Task details - Please pull out every line of the records below that contains the word "order", and list each one in full.

(Saved data entries)
────────────────────────────────────────
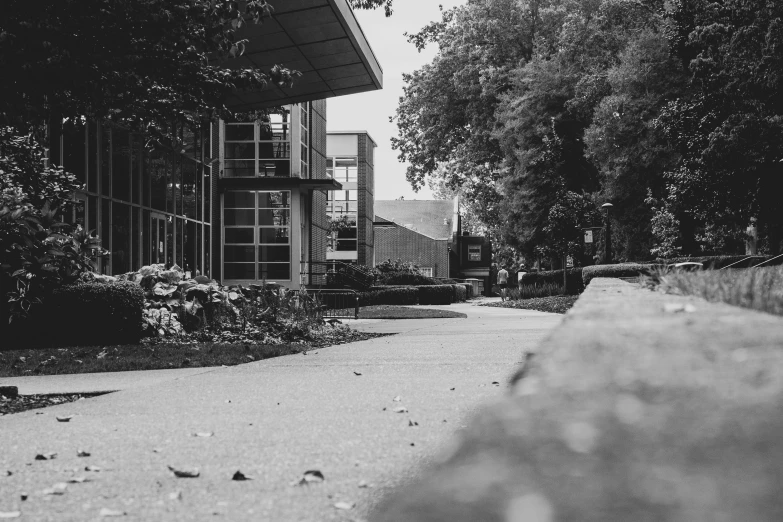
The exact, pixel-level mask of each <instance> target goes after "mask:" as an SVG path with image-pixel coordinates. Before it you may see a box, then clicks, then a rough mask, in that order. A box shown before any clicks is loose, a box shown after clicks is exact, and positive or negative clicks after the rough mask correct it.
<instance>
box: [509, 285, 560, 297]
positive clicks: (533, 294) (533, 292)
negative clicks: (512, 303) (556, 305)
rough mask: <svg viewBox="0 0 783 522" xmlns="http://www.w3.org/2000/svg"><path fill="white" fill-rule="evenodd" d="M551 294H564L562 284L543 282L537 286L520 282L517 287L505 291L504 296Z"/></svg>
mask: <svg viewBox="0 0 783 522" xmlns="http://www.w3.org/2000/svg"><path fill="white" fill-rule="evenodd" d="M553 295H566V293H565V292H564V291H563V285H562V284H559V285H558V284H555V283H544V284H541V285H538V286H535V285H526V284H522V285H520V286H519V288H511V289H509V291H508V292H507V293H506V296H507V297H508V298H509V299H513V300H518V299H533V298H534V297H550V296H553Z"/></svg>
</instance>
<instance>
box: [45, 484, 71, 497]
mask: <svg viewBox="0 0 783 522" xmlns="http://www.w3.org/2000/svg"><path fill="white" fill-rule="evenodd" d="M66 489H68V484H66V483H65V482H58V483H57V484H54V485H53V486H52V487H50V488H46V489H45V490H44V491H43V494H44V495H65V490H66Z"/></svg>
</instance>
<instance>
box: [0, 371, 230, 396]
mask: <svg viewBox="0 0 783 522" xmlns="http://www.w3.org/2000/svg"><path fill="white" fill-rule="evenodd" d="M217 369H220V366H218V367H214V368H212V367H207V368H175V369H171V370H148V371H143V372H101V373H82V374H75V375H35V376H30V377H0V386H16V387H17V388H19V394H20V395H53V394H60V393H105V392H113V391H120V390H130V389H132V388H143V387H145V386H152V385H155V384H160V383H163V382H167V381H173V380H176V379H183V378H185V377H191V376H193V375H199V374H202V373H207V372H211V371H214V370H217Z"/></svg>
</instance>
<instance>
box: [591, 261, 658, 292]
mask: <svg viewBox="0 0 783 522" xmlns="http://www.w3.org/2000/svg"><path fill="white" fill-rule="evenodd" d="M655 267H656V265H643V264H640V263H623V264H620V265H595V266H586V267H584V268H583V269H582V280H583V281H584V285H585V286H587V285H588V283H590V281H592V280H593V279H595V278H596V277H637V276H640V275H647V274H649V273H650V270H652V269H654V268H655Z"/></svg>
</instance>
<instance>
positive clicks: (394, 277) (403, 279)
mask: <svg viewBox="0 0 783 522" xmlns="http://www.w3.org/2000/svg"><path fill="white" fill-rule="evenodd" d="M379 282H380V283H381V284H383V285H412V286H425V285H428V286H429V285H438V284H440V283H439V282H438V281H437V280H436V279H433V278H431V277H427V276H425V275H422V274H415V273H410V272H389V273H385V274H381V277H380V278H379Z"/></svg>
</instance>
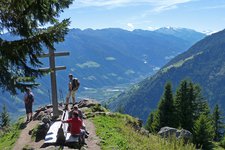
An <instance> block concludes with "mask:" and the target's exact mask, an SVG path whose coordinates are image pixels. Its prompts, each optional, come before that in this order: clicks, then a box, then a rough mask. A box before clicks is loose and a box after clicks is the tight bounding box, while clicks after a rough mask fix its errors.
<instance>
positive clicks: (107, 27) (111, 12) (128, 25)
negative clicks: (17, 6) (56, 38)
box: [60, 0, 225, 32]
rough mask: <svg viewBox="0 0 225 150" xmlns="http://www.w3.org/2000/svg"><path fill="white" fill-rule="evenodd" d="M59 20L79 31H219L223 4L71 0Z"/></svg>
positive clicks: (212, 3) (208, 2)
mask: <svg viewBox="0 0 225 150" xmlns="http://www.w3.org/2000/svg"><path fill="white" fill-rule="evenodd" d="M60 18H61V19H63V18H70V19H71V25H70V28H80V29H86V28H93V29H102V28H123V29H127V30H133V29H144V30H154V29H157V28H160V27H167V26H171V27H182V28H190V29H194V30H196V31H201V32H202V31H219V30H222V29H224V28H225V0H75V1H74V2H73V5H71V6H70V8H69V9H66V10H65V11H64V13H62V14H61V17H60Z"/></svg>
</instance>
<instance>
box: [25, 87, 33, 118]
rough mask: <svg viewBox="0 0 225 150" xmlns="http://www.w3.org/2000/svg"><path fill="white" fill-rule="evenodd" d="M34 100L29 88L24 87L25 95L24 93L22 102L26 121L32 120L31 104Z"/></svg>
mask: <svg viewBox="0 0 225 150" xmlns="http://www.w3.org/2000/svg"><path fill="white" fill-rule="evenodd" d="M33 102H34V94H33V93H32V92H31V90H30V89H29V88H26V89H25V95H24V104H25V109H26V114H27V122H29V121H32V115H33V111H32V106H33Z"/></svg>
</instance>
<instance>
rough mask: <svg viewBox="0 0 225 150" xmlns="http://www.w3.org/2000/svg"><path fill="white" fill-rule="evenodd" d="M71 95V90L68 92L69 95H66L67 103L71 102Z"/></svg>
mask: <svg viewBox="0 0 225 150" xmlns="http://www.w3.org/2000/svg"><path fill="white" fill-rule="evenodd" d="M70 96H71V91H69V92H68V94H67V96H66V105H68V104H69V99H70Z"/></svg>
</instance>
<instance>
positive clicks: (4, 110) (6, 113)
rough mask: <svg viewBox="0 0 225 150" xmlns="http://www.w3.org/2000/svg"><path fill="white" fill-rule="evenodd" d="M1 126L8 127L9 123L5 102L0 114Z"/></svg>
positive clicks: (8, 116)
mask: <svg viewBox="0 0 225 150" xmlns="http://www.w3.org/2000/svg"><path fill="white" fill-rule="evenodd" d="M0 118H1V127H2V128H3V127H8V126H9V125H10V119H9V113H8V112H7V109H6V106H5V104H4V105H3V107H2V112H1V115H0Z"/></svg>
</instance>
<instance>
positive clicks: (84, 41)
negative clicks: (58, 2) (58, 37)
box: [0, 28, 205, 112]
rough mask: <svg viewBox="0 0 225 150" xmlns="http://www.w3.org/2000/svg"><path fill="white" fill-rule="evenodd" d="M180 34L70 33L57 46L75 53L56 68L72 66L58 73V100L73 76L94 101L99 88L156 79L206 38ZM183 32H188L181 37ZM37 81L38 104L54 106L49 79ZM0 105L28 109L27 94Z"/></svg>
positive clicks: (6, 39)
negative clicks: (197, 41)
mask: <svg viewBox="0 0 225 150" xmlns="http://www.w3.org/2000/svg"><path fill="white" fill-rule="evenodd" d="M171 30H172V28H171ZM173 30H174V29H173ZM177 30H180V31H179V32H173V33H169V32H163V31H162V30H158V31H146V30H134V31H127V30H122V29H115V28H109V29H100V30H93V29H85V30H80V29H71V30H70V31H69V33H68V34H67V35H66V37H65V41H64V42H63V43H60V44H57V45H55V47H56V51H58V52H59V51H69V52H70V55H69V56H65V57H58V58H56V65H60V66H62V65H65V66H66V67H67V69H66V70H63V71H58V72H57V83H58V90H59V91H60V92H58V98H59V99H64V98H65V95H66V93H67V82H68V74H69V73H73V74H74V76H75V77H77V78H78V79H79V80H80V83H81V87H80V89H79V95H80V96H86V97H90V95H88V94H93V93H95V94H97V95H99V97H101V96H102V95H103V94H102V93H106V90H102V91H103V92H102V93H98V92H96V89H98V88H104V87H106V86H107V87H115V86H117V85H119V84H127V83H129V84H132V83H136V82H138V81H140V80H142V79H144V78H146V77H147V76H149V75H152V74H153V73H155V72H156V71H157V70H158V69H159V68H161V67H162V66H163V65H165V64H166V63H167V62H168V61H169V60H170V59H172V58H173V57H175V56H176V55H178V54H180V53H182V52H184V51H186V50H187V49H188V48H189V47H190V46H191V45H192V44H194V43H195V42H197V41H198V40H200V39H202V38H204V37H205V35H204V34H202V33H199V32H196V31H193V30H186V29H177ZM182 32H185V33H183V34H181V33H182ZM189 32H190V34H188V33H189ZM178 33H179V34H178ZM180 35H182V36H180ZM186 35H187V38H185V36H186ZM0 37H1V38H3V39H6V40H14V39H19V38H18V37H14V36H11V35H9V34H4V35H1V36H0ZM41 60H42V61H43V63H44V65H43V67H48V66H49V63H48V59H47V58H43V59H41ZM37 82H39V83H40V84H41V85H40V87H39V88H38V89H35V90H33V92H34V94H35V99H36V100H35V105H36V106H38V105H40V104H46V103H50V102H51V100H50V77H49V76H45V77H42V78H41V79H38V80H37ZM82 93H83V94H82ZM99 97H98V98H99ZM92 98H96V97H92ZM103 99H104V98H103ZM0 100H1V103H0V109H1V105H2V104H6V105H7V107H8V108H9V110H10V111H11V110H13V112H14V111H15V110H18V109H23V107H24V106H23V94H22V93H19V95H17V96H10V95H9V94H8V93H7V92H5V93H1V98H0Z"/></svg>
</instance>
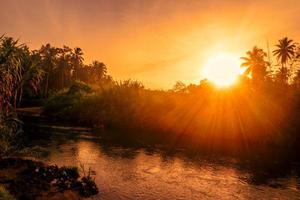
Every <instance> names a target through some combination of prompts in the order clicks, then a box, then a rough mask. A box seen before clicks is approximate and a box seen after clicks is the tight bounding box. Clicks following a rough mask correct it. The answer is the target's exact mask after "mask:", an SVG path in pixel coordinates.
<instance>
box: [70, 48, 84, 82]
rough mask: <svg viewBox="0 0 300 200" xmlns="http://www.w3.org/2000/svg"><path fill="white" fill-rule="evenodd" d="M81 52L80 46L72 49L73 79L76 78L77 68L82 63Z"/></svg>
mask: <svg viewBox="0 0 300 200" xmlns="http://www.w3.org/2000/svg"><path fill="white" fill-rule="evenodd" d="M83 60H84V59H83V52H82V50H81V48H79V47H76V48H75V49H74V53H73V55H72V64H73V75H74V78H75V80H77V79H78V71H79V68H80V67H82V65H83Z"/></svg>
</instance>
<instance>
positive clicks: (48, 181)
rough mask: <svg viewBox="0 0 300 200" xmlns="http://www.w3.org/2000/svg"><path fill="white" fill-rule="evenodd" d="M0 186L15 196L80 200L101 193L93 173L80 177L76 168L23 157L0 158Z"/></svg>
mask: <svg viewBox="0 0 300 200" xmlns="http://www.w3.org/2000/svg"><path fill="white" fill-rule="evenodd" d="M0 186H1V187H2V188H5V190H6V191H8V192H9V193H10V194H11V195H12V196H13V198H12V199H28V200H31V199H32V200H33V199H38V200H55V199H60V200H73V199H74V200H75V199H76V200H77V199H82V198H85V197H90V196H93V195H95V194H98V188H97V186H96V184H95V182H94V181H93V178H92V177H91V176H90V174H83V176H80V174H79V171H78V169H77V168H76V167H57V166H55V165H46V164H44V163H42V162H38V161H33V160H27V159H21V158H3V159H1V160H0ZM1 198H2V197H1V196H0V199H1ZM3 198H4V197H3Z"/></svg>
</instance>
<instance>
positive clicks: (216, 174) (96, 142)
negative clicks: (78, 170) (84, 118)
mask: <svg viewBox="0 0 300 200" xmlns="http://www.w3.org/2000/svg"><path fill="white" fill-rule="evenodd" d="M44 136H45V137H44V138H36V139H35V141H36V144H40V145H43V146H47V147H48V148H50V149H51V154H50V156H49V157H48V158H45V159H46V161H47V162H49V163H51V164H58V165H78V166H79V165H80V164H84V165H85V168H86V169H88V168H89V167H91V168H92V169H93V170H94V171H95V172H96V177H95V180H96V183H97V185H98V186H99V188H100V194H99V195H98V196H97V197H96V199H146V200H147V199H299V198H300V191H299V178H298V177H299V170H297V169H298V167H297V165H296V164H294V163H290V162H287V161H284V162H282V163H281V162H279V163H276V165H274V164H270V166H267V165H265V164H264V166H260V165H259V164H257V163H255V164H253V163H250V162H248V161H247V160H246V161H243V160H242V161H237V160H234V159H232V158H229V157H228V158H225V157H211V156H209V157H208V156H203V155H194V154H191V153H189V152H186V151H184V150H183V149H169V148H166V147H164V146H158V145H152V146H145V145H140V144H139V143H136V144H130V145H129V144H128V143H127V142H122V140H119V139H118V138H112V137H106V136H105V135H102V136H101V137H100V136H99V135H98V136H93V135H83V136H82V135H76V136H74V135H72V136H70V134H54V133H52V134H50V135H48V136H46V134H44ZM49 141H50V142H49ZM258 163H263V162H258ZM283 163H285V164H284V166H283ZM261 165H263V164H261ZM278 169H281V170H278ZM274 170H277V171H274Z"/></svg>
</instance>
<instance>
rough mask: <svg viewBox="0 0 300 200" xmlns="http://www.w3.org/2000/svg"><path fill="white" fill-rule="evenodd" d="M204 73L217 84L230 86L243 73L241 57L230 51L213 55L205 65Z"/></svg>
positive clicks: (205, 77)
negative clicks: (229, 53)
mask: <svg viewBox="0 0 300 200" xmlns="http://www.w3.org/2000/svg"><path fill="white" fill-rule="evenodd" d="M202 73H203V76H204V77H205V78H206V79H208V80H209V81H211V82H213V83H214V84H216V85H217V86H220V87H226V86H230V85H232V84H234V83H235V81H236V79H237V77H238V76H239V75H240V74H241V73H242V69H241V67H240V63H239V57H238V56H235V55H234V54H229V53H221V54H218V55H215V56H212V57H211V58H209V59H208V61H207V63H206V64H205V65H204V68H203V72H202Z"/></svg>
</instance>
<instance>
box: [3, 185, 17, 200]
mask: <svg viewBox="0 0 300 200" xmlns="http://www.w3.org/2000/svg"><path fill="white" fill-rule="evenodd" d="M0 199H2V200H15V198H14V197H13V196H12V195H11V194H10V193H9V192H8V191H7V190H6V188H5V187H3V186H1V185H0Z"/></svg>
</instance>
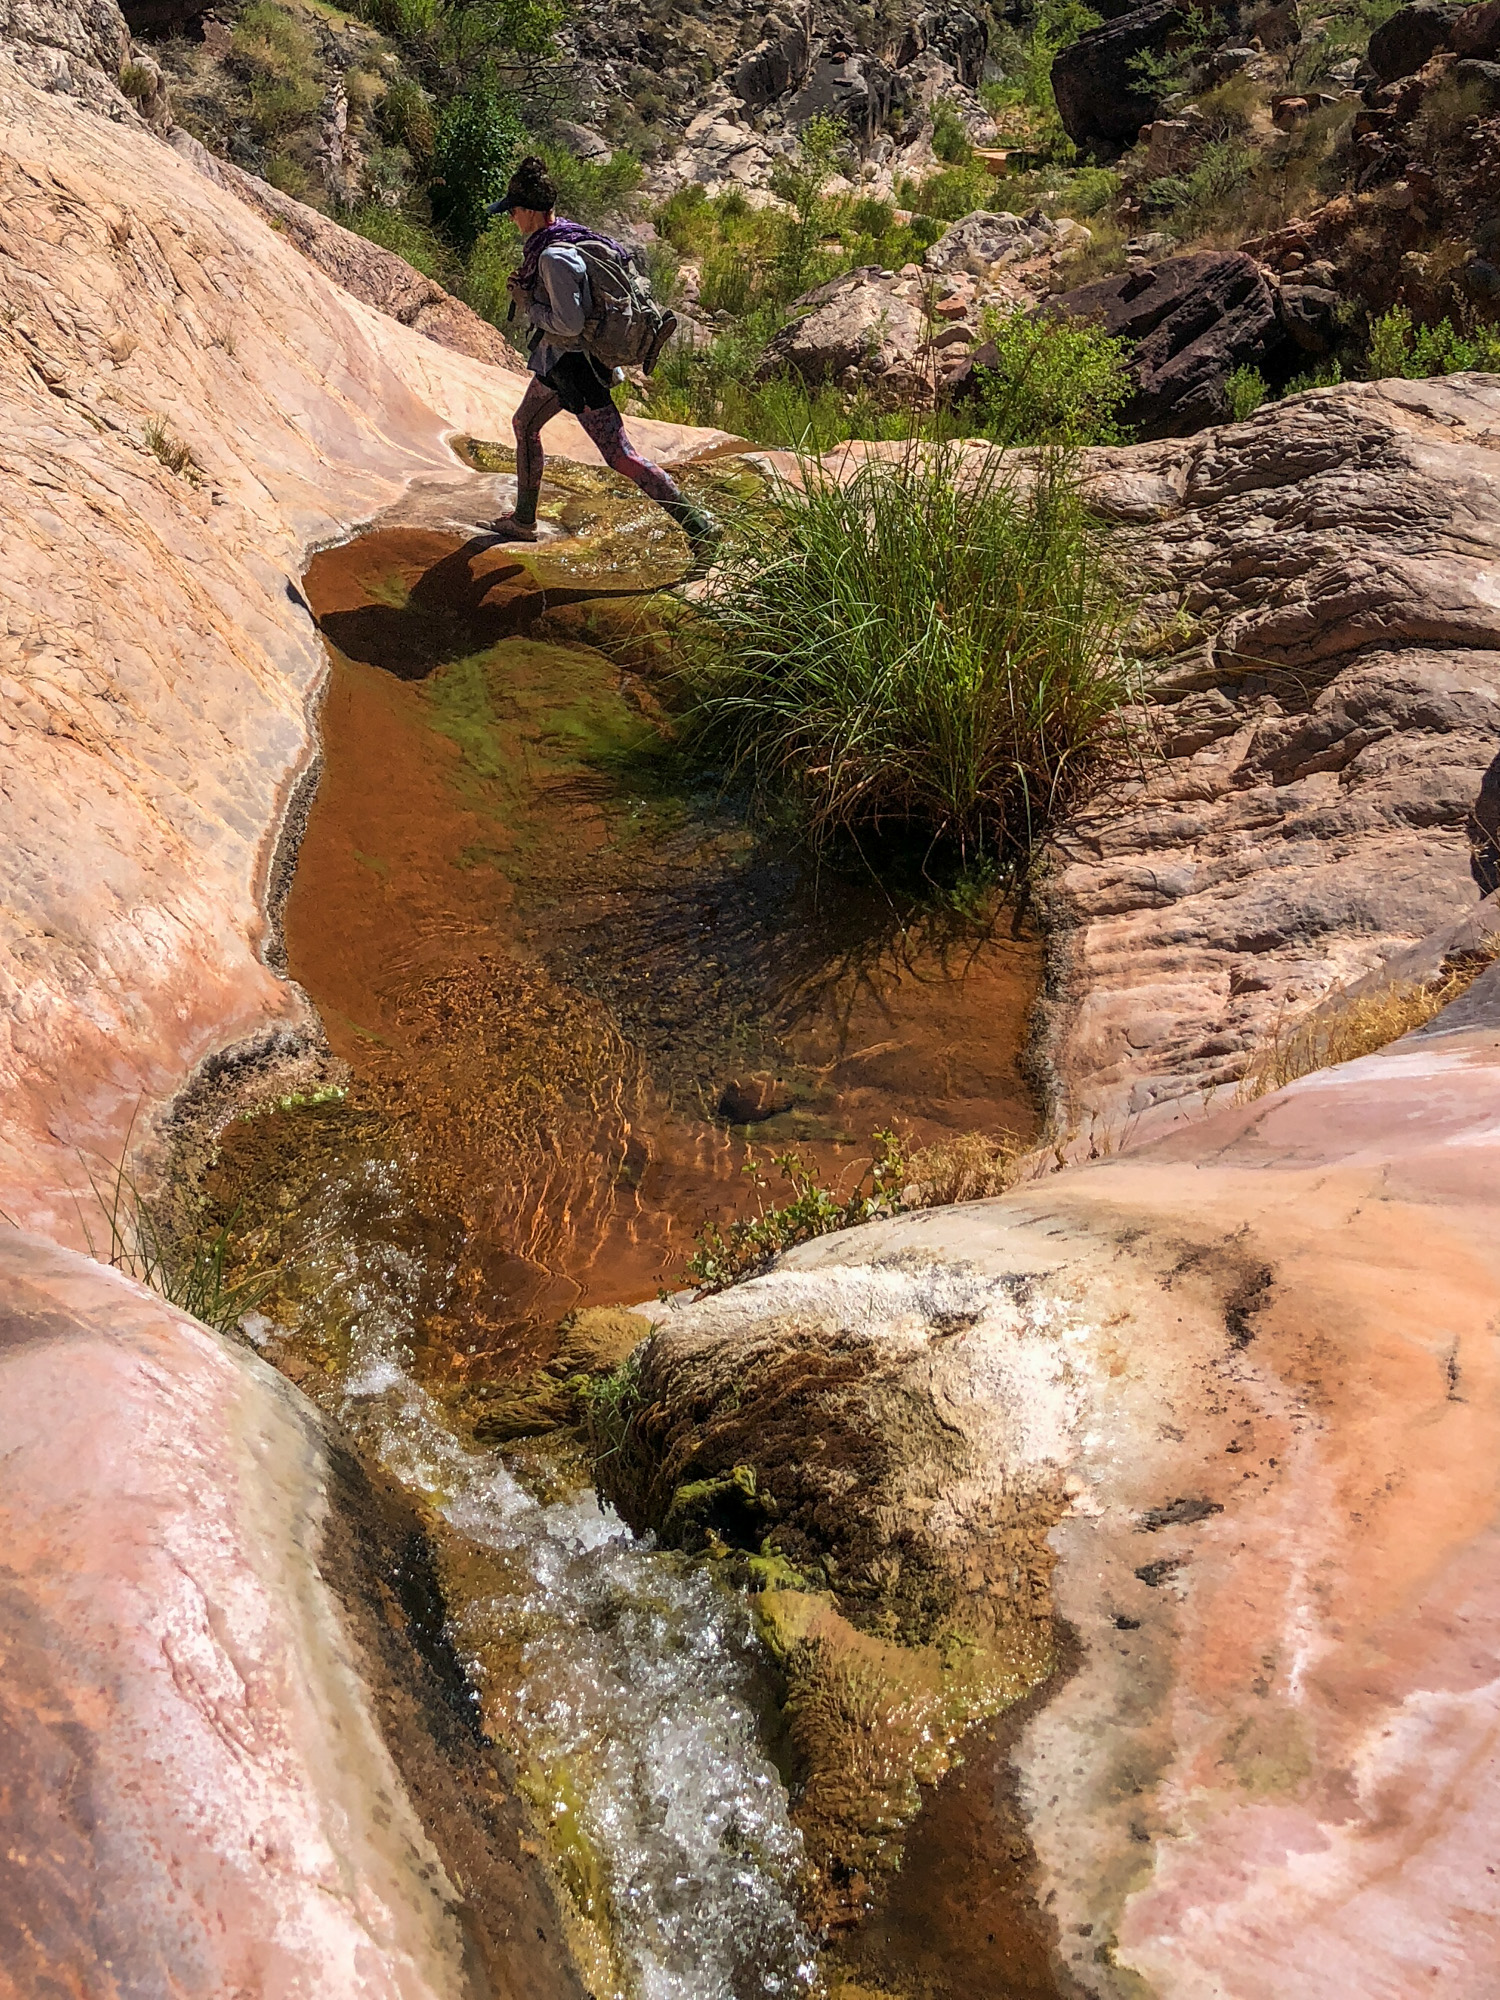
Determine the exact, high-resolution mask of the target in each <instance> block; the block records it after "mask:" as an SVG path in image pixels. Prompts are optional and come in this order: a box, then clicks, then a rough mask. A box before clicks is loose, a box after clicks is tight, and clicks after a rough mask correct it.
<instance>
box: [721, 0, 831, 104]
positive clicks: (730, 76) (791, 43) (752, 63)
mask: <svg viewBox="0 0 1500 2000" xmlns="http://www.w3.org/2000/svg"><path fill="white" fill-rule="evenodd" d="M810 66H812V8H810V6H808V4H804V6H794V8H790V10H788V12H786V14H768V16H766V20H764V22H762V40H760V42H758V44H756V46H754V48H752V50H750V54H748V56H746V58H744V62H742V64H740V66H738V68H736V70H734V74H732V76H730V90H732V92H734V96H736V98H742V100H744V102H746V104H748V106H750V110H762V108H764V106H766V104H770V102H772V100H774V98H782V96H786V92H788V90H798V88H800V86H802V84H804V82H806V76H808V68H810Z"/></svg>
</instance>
────────────────────────────────────────
Solution for this exercise -
The exact, pixel-level mask of each <instance> target goes after "mask:" as an SVG path with image-pixel coordinates. Before it you may see a box, then clicks, then a rough mask, in that order. A box shown before any clicks is loose, a box shown after clicks is exact, and positive or negative clicks after the rough mask correct it.
An <instance> block concludes with "mask:" and the target's exact mask, an SVG path whose coordinates are image pixels. Its prompts, each optional, come before that in this order: clicks, then a box, then a rough mask. A box before clicks is loose and a box after clicks is the tight bounding box, while clicks after a rough mask fix its errors.
Every <instance> names a target through some combination of prompts in the order clicks, then a box, then a rough mask. A box seen before clicks is approximate and a box seen after clicks is the tight bounding box. Clicks following a rough mask correct it. The answer is the target's exact mask after "mask:", an SVG path in pixel coordinates.
Determine the exact, high-resolution mask of the target in each <instance> block; the block records it after "mask:" as an SVG path in image pixels. Prompts are optional and come in this order: a box, then clicks, then a rough mask. A box before clicks is loose, a box after clicks is tight, and clicks after a rough mask correct it.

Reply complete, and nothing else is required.